Task prompt: Wherever the string "snow" appears in a line of the listing below, report that line.

- - -

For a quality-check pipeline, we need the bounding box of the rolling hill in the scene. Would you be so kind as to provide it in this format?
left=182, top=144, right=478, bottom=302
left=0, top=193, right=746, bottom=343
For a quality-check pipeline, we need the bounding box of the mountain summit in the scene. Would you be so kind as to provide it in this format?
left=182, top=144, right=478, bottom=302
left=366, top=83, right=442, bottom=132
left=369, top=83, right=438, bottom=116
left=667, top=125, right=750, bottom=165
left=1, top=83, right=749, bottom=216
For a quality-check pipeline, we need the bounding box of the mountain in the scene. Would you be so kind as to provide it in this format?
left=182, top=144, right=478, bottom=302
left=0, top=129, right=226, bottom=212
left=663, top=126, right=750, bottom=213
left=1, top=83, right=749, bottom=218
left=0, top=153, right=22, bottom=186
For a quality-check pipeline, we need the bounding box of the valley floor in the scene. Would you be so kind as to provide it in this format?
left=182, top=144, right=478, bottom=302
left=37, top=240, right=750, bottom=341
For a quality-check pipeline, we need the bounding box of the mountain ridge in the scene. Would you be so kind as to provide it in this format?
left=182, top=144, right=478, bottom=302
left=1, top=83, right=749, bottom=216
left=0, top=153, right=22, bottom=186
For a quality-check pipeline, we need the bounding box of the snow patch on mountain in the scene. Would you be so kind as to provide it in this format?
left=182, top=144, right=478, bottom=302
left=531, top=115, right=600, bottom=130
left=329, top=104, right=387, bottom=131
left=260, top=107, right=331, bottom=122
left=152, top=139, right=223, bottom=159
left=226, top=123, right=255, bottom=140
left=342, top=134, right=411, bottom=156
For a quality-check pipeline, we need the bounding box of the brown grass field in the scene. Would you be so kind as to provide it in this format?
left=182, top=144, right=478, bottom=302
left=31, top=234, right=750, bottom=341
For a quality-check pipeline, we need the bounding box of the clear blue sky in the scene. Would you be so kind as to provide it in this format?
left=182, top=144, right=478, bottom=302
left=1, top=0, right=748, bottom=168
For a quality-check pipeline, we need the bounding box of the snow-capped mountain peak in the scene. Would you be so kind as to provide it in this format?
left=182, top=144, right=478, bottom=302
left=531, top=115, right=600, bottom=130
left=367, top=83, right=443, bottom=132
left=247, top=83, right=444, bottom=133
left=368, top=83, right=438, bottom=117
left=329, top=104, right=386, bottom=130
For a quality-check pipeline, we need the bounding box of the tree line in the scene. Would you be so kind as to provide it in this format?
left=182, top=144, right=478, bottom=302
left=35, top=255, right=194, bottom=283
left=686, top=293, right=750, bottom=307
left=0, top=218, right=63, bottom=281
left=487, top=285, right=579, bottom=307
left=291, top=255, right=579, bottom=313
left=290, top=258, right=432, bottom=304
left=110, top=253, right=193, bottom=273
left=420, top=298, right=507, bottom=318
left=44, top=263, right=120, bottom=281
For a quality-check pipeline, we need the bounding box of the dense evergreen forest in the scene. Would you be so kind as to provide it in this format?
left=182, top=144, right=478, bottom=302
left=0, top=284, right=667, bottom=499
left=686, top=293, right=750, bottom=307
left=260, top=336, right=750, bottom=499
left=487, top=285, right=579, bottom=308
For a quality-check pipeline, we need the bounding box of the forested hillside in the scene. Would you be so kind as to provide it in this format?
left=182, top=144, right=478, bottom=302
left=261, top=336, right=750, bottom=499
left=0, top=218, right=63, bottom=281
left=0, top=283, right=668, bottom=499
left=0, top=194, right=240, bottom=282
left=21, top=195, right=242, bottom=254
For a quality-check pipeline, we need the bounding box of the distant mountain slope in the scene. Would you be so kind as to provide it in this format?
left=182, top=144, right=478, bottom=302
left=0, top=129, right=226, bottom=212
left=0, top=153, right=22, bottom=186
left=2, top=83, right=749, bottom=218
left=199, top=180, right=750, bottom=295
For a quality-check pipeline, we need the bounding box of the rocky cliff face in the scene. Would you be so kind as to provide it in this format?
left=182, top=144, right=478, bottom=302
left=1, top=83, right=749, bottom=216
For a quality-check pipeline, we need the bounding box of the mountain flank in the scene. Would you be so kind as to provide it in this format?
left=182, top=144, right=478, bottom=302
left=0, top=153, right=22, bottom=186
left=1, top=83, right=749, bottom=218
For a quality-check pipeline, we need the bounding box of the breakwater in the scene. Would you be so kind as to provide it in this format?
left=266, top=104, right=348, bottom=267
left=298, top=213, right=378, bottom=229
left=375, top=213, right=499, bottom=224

- - -

The completed task:
For a quality-check pipeline, we need the bounding box of the snow patch on mountain in the scene. Would you be so kind as to provide it in this format?
For a quality-check pipeline, we need the bounding box of the snow-capped mountain peak in the scene. Would you be so kind as to provide it in this format?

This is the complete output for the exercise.